● **KUTIPAN YANG DISEDIAKAN**

Rabu, 11 Desember 2013

Menggapai Impian : Aku dan Negeri Seribu Menara


Assalamu'alaikum wr wb,

 Ikhwah fillah dimanapun antum berada, semoga semangat merangkai cita-cita hingga menggapai Firdaus-Nya kian hari kian berkobar. Alhamdulillah telah hadir karya kami bersama  dan dibantu oleh Penerbit Asrifa yaitu "Menggapai Impian (Dream, Believe, and make it Happen)"
Apa yang kami sajikan disana adalah kisah nyata penulis dan beberapa puisi. Semoga menjadi inspirasi bagi kita semua dan penambah amal jariyah kami. 

Ohya, salah satu contoh kisah nyatanya adalah ini


 "Aku dan Negeri Seribu Menara" 
Goresan Pena: Lina Dewanto


“Bersemangatlah atas apa yang bermanfaat bagimu. Minta tolonglah pada Allah dan jangan merasa tidak mampu " Hadits yang diriwayatkan oleh Muslim ini selalu bergelayut dipikiranku. Seumpama sebuah nutrisi ruhani yang membisikan pada diri "Ayo…kamu pasti bisa ! Jangan takut! Ingatlah, Allah selalu bersama para pejuang ! "

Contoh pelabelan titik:
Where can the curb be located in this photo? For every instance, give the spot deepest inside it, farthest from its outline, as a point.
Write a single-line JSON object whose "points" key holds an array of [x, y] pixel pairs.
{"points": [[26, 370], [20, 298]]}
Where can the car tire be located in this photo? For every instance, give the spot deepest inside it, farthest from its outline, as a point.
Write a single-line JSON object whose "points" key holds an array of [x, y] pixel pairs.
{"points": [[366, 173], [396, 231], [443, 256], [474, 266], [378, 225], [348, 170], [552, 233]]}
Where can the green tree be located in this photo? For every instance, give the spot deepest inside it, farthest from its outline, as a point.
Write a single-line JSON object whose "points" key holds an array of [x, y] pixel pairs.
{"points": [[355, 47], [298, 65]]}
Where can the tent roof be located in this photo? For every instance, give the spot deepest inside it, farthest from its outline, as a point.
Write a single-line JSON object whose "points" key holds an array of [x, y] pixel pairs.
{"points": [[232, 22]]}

● **PERSYARATAN**
**A)** Cetak seluruh bagian kutipan tentang buku "Menggapai Impian", mulai dari "Menggapai Impian : Aku" sampai ke "amal jariyah kami.".
**B)** Menurut kutipan tentang buku "Menggapai Impian", penerbit mana yang membantu menghadirkan buku tersebut?

● **HASIL TUGAS**
**A)**
Menggapai Impian : Aku dan Negeri Seribu Menara


Assalamu'alaikum wr wb,

 Ikhwah fillah dimanapun antum berada, semoga semangat merangkai cita-cita hingga menggapai Firdaus-Nya kian hari kian berkobar. Alhamdulillah telah hadir karya kami bersama  dan dibantu oleh Penerbit Asrifa yaitu "Menggapai Impian (Dream, Believe, and make it Happen)"
Apa yang kami sajikan disana adalah kisah nyata penulis dan beberapa puisi. Semoga menjadi inspirasi bagi kita semua dan penambah amal jariyah kami.

**B)** Penerbit Asrifa.